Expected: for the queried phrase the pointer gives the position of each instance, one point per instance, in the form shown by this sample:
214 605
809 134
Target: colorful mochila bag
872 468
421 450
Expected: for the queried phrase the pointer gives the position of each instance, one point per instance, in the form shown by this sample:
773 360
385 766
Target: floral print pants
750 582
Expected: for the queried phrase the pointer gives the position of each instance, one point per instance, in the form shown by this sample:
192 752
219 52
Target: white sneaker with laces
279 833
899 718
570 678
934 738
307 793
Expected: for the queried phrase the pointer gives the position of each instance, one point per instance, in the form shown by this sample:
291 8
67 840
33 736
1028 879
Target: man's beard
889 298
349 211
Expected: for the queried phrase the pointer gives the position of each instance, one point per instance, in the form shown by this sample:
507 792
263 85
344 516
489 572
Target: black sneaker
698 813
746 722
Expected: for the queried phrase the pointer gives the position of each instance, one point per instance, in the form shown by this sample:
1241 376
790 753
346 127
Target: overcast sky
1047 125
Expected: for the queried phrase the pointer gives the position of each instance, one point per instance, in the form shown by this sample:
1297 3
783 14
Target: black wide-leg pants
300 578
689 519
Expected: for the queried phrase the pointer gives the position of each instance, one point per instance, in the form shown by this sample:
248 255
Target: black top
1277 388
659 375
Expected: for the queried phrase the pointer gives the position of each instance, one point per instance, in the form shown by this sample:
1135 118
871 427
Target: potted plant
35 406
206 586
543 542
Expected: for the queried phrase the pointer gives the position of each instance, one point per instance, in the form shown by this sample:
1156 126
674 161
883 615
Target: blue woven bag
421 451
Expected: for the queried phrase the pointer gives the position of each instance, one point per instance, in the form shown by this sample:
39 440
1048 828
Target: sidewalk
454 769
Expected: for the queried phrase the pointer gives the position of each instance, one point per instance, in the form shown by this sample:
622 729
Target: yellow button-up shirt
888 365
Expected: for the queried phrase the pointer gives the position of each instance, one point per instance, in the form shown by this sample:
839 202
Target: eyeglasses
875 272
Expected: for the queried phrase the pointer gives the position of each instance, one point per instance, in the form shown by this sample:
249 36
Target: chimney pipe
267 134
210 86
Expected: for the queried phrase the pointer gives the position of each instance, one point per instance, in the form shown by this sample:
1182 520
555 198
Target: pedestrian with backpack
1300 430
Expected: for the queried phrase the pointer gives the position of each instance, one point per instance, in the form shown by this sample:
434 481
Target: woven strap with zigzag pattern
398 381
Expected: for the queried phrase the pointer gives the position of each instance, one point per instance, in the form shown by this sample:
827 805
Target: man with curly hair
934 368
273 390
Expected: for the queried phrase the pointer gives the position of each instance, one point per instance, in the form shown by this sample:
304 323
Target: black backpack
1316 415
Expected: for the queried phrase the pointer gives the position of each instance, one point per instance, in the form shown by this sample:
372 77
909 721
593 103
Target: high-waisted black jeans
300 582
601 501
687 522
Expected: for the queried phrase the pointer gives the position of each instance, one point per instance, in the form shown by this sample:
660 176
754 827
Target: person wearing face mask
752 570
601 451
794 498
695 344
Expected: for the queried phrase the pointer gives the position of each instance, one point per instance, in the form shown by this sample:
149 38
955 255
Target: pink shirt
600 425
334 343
********************
Write every record above out again exactly as it stands.

__Response__
Expected: for the queried phrase the pointer gives the position of each instance, one point per instance, in the form shown by this sample:
214 605
809 134
Target: colorful mochila bag
872 468
421 450
Expected: for the queried phrase the pointer gives the position of each instance, one point per instance, in the form shown by this sample:
773 360
385 766
Target: floral print pants
750 582
Expected: for the queried phrase the pointer gives the position of each instance, one point per instance, in the form shown by this sample:
192 752
219 52
Target: white sneaker with laces
279 833
899 718
570 678
934 738
307 793
Expected: for the queried phrase the pointer gives the position of each instance, one point per instance, in the form shown by this sample:
291 8
67 840
33 736
1028 879
Target: man's beard
889 298
349 211
Expected: for the queried phrase the pointer gives the position of each instance, one point per instance, in the form shown by this sample:
507 792
263 85
344 516
489 572
Target: black sneaker
698 813
746 722
Expected: for the queried phrase the pointer gives the position of each instance, one point per instance, in the form shown by this sample:
1241 376
790 753
346 127
Target: overcast sky
1047 125
Expected: for the queried phrase the pointer gives the position of each instance, one point per instance, in the form shown by this sample:
1297 3
783 14
Target: black wide-leg pants
300 578
689 519
Expected: for the queried phrase the pointer gives the position of each instance, one point per instance, in the form shown by this sample:
248 255
Target: black top
1277 388
659 375
Expected: for the queried phrase the pointer gives the position of each instance, one point per instance, in the form shown by this sample:
1135 118
871 427
Target: potted plant
35 406
206 586
543 542
Expected: for the queried phrase the pointer gives the position of each instance, one point per instance, in the form shown by this sample:
1156 126
674 161
883 615
Target: blue woven bag
421 451
Expected: for the queried phrase the pointer gives the position of each instance, one point per instance, in the form shown by this sample:
39 440
1048 828
Target: sidewalk
454 769
Expected: for the queried phrase the pointer gives the position of each instance, one point per instance, in the form shown by this sample:
622 729
Target: yellow button-up shirt
888 365
Expected: for the queried phrase the pointer gives the position of each instance, one point per instance, in the form shown by this sample:
839 202
Target: eyeglasses
875 272
Expected: for the queried phrase the pointer gives the position of each instance, one point per instance, in the form shown by this sample:
249 36
Target: chimney pipe
267 134
210 86
Expected: for the queried phrase the pointer gives the position of each instance, one point per instance, in the form shown by this sample:
1182 520
555 198
Target: pedestrian with backpack
1300 430
Expected: for the queried phrase the pointer gives the position of each instance, one point per instance, in the form shown by this sample:
434 481
Target: woven strap with zigzag pattern
398 381
Expected: for the queried phrase the pointer gives the position of each instance, one point per instance, in the form shown by this sample:
827 805
Target: man with curly hair
934 368
273 390
Expected: for the queried phrase the pointer gives the position of each instance, one point per instance, in the form shown by this sample:
304 323
Target: black backpack
1316 415
Expected: for the queried phrase the pointer gives the position of each instance, one point per instance, in the form shown by this sample:
372 77
909 721
593 103
Target: high-waisted black jeans
300 582
601 501
687 522
Expected: for the queried phrase the pointer gives the position of each instance, one point per instance, in the form shown by this sample:
660 176
754 827
Target: person wearing face mask
752 570
601 451
794 498
695 344
Expected: for the queried phrase the pointer gives the position of each instance, one point per instance, in the form shown by this sample:
149 38
955 255
Target: pink shirt
600 425
334 343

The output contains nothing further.